- What is needed: Put every line of the entries below into a JSON list of strings, one string per line, and leave out any blank lines.

- Records supplied:
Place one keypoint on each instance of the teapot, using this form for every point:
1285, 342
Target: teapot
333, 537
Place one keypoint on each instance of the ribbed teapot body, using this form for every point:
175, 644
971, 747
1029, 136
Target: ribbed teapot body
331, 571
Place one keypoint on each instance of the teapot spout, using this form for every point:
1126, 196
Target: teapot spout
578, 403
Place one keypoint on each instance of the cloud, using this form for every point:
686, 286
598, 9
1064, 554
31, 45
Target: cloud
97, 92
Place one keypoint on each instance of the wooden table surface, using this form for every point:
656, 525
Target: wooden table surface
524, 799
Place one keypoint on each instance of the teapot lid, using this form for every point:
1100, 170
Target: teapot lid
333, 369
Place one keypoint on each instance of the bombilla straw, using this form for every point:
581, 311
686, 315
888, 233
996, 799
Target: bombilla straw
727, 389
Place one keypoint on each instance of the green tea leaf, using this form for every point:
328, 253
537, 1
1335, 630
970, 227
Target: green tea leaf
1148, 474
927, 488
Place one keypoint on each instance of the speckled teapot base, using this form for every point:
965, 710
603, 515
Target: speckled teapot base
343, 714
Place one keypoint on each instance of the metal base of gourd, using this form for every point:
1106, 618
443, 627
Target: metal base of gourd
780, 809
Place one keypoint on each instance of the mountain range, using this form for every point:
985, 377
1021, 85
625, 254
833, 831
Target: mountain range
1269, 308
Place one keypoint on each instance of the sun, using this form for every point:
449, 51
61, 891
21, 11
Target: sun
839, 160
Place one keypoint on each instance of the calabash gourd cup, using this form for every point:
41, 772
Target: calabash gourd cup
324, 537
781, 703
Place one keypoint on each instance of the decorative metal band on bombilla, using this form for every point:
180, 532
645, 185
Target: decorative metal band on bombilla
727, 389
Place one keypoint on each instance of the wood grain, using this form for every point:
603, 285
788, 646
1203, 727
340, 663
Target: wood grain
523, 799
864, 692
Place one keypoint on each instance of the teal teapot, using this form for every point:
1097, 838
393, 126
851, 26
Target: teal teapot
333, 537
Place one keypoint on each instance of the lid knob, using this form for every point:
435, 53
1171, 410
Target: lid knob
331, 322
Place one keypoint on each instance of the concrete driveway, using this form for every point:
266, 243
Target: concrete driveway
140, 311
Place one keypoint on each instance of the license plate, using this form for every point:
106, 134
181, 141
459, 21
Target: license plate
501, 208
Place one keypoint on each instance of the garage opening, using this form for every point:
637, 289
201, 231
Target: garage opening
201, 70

- Task result:
[
  "Place one keypoint on each instance of the teapot, using this form for every point:",
  "1285, 342",
  "Target: teapot",
  "333, 537",
  "Place one keypoint on each instance of the ribbed teapot body, using this form for every point:",
  "175, 644",
  "971, 747",
  "1029, 136",
  "Target: ribbed teapot body",
  "331, 571",
  "Place one keypoint on each instance of the teapot spout, using this form for every point:",
  "1126, 196",
  "Target: teapot spout",
  "578, 403",
  "Place one keypoint on each instance of the cloud, using this form for every point:",
  "686, 286",
  "598, 9",
  "1064, 554",
  "31, 45",
  "Target: cloud",
  "97, 92",
  "Place one keypoint on each instance of the wooden table surface, using this form for every point:",
  "656, 525",
  "Target: wooden table surface",
  "524, 799",
  "Place one keypoint on each instance of the teapot lid, using this form for every point:",
  "1100, 170",
  "Target: teapot lid",
  "333, 369",
  "Place one keypoint on each instance of the bombilla straw, using this form for every point:",
  "581, 311",
  "686, 315",
  "888, 233",
  "996, 799",
  "Target: bombilla straw",
  "727, 389",
  "Place one keypoint on each instance of the green tea leaf, using this form for every point:",
  "328, 253",
  "537, 1",
  "1335, 630",
  "970, 227",
  "Target: green tea leaf",
  "1148, 474",
  "927, 488",
  "Place one keypoint on each instance of the speckled teapot base, using this form for every point:",
  "965, 710",
  "603, 515",
  "Target: speckled teapot base",
  "343, 714",
  "Place one keypoint on each instance of the metal base of gourd, using this form for every point:",
  "1106, 618",
  "443, 627",
  "Target: metal base of gourd",
  "780, 809",
  "Place one keypoint on each instance of the mountain range, using this form for every point:",
  "985, 377",
  "1021, 85",
  "625, 254",
  "833, 831",
  "Target: mountain range",
  "1269, 308",
  "Place one keypoint on each instance of the sun, using this form for every point:",
  "449, 51",
  "61, 891",
  "21, 11",
  "Target: sun",
  "839, 160",
  "Place one keypoint on each instance of the calabash gourd cup, using this form for every point:",
  "41, 772",
  "Target: calabash gourd cup",
  "324, 537",
  "781, 703",
  "Place one keypoint on each instance of the decorative metal band on bombilla, using this form for every point:",
  "180, 532",
  "645, 185",
  "Target: decorative metal band on bombilla",
  "727, 389",
  "Place one keypoint on each instance of the wood grain, using this form for every point:",
  "603, 285",
  "788, 646",
  "1203, 727",
  "340, 663",
  "Target: wood grain",
  "523, 799",
  "864, 692",
  "Place one keypoint on each instance of the teal teapot, using this form for every point:",
  "1097, 838",
  "393, 126",
  "851, 26",
  "Target: teal teapot",
  "333, 537",
  "Place one keypoint on each instance of the lid knob, using this form for every point:",
  "435, 53",
  "1171, 410",
  "Target: lid knob",
  "331, 322",
  "Place one keypoint on each instance of the concrete driveway, using this form for every point:",
  "266, 243",
  "Target: concrete driveway",
  "140, 311",
  "Place one keypoint on each instance of the license plate, using this form for every point:",
  "106, 134",
  "181, 141",
  "459, 21",
  "Target: license plate",
  "501, 208",
  "Place one keypoint on each instance of the garage opening, using this form for every point:",
  "637, 289",
  "201, 231",
  "Target: garage opening",
  "201, 70"
]